**Work to complete**
Can you turn the lines from the start of the records through the line containing "85L90 78L90 74L85" into a two-column CSV with the columns "input" and "output", one row for each item holding its text and its answer, each in a single quoted field with line breaks replaced by spaces?

** Begin Information shown **

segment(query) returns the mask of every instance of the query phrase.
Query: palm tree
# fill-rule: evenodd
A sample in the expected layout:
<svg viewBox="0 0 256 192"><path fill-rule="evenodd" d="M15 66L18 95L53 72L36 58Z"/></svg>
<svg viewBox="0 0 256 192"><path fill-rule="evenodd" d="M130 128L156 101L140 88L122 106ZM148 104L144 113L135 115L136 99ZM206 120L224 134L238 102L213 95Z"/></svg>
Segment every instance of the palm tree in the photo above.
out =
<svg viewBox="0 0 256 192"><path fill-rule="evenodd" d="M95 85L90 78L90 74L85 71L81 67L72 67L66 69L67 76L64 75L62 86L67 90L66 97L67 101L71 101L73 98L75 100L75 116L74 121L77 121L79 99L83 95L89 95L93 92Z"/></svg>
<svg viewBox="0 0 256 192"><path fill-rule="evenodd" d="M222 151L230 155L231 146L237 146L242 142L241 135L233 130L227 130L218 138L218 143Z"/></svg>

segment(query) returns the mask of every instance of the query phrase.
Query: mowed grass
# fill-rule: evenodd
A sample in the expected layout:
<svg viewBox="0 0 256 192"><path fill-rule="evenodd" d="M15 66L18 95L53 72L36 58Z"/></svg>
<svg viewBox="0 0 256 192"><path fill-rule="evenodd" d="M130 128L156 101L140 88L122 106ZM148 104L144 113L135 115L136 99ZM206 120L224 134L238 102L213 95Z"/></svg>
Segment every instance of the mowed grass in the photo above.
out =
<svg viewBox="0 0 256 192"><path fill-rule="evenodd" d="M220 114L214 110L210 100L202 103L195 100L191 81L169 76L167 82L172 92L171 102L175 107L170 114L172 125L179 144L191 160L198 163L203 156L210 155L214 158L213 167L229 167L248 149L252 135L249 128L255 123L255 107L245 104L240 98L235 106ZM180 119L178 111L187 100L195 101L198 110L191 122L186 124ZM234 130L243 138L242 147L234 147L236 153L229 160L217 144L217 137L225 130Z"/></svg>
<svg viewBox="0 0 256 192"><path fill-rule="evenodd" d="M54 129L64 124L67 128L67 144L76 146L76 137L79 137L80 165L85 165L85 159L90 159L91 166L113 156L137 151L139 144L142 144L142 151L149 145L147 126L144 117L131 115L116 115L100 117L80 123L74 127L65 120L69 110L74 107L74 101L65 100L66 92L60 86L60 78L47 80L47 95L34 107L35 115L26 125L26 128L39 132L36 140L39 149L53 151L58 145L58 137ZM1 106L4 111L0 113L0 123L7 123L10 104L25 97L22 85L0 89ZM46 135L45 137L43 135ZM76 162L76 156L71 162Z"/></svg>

** End Information shown **

**Exercise response**
input,output
"segment(query) returns the mask of every instance of the query phrase. Query: palm tree # fill-rule: evenodd A sample in the expected layout: <svg viewBox=""0 0 256 192""><path fill-rule=""evenodd"" d=""M15 66L18 95L53 72L36 58Z""/></svg> <svg viewBox=""0 0 256 192""><path fill-rule=""evenodd"" d=""M130 128L156 101L140 88L122 106ZM148 104L144 113L135 115L136 99ZM206 120L224 134L238 102L213 95Z""/></svg> Segment every instance of the palm tree in the photo above. out =","<svg viewBox=""0 0 256 192""><path fill-rule=""evenodd"" d=""M95 85L90 78L90 74L85 71L81 67L72 67L66 69L67 76L64 75L62 86L67 90L66 97L67 101L71 101L73 98L75 100L75 116L74 121L77 121L79 99L83 95L89 95L93 92Z""/></svg>"